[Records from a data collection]

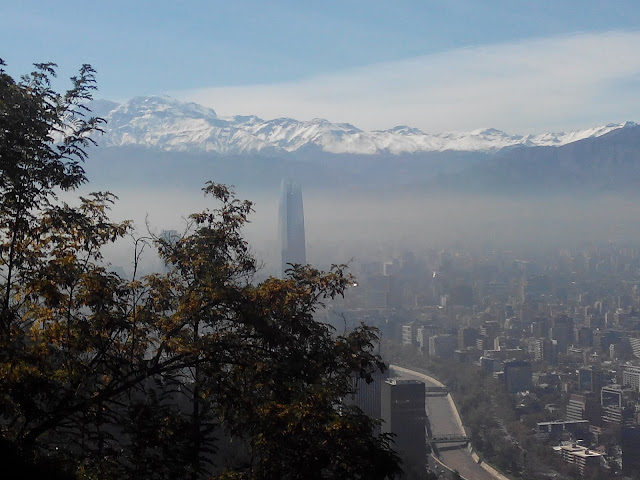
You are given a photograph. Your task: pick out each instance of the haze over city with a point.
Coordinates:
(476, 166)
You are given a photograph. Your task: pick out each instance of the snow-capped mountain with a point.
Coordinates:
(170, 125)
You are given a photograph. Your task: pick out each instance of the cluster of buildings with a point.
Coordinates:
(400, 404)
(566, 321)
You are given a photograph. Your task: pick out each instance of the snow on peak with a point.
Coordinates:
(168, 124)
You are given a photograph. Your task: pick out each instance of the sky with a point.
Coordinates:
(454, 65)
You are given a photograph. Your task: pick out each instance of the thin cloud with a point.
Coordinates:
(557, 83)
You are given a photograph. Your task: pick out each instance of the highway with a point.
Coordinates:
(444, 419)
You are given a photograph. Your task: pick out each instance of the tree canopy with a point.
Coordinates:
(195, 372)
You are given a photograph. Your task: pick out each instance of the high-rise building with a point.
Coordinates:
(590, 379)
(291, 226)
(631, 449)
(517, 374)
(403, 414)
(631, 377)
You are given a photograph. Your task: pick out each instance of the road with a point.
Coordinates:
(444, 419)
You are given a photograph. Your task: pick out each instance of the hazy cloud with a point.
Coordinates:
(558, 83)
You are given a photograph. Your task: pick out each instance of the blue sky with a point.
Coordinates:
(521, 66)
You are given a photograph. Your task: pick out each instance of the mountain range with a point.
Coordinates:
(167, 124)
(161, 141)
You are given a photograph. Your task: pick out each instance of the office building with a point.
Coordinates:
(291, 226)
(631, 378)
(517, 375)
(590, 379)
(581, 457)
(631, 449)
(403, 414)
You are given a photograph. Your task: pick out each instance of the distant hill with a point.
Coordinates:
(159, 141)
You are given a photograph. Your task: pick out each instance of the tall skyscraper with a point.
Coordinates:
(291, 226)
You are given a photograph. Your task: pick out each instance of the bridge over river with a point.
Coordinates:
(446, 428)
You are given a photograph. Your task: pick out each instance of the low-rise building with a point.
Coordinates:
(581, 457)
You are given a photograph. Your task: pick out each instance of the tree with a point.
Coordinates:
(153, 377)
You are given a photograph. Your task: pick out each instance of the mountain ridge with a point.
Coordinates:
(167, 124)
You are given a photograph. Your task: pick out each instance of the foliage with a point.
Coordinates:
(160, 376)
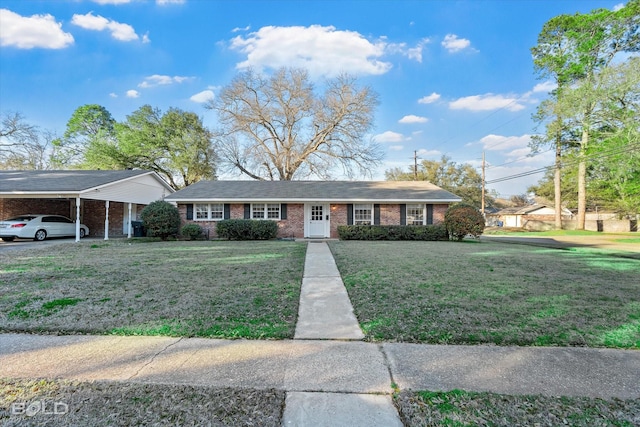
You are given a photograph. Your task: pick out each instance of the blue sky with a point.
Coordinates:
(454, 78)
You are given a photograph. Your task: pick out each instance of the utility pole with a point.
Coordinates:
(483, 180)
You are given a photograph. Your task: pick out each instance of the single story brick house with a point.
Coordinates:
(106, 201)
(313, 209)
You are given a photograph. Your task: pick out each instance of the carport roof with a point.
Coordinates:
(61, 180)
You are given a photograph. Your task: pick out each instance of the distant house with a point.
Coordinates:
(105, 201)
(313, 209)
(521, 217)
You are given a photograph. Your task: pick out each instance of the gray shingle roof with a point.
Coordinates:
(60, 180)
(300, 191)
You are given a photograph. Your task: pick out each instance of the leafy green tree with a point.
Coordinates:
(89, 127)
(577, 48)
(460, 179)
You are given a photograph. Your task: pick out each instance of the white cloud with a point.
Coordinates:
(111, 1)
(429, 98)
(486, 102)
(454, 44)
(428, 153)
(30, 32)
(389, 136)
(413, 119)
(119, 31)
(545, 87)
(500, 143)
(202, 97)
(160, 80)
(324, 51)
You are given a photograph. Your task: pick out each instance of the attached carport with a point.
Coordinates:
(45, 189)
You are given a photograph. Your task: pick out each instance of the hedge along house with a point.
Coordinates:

(PROBLEM STATEMENT):
Except for the pictures, print the data above exactly.

(REPLY):
You are given a photograph. Your task: pick out each instance of the haze over city with a point.
Coordinates:
(476, 166)
You are given a photograph. Your task: pick out each instance of the snow-capped mountain with a point.
Coordinates:
(170, 125)
You are given a photograph. Your task: pick out each instance of the cluster of buildings with a point.
Coordinates:
(400, 404)
(566, 321)
You are given a photograph. Your task: pick out each instance of the snow on peak with a point.
Coordinates:
(168, 124)
You are given a photograph. Your task: pick out each instance of the sky with a point.
Coordinates:
(454, 65)
You are given a photograph. Your task: pick out each instance of the thin cloud with a point.
Coordinates:
(557, 83)
You are given a photograph. Your task: pick out each instance of the highway with a point.
Coordinates:
(444, 419)
You are given a photograph. Your task: pick out each instance of the tree canopy with a point.
Coordinates:
(195, 372)
You are given a photograph. Your task: pick out each instance of the high-rise building with a point.
Coordinates:
(590, 379)
(291, 226)
(631, 449)
(517, 374)
(403, 414)
(631, 377)
You are given a photograph. Your task: pick out each instance of the road with a point.
Coordinates:
(444, 419)
You are given a photograph. Your task: pick out each instance of the hazy cloud with a point.
Coordinates:
(558, 83)
You are given a photograph. Your task: pick out each instance of the blue sky with a point.
Coordinates:
(521, 66)
You are given a photograph. Your task: pick out each instance of the mountain range with a point.
Coordinates:
(167, 124)
(161, 141)
You are given a photograph. Your task: pick out each instance of the office building with a point.
Coordinates:
(291, 226)
(631, 378)
(517, 375)
(590, 379)
(581, 457)
(631, 449)
(403, 414)
You are given a photograph. Your task: pick out each instance of the distant hill with a point.
Coordinates:
(159, 141)
You are given a photograph. Your task: pick out each instance of the tall skyscraper with a point.
Coordinates:
(291, 226)
You are given a photograph. Your task: pick out each instance of the bridge over river with a point.
Coordinates:
(446, 428)
You are given a photograph. Your task: pick out each instance of the low-rise building with a point.
Coordinates:
(581, 457)
You are given a photograph. Your task: pick out each instance of the tree with a point.
Coordinates:
(153, 377)
You are given a photograph. Your task: pick out each instance of the mountain ridge with a point.
Coordinates:
(167, 124)
You are given a photograph. Your task: pick out each instance of the foliage with a point.
Coordinates:
(160, 376)
You are given a photograph. Your task: pick out each instance of the blue sky with a point.
Coordinates:
(454, 78)
You are given a photograph. Your task: pick out each instance of the utility pole with a point.
Coordinates:
(483, 180)
You are given a photograph. Your task: pick out each instance of the single story brick house with a point.
Coordinates:
(106, 201)
(313, 209)
You are given a photograph. Your task: pick out each instance of the carport roof with a point.
Coordinates:
(61, 180)
You are given a photograph. Your task: pick out each instance of the distant house with a point.
Coordinates:
(105, 201)
(313, 209)
(521, 217)
You are given a photograph. Your task: pick out each instance of the gray shingle roof with a point.
Coordinates:
(60, 180)
(300, 191)
You are given a photograph. Your task: pick out each instance of the leafy green tree with a point.
Coordinates:
(89, 127)
(577, 48)
(460, 179)
You are given a photograph. Your task: pick out each instance of the white cloud with a point.
Coordinates:
(111, 1)
(429, 98)
(486, 102)
(454, 44)
(428, 153)
(30, 32)
(389, 136)
(413, 119)
(119, 31)
(545, 87)
(500, 143)
(202, 97)
(160, 80)
(324, 51)
You are given a photograph. Your task: pick out each instance of the attached carport with a point.
Coordinates:
(45, 189)
You are given a photograph. Your task: pick out each instance of the hedge along house with a point.
Coordinates:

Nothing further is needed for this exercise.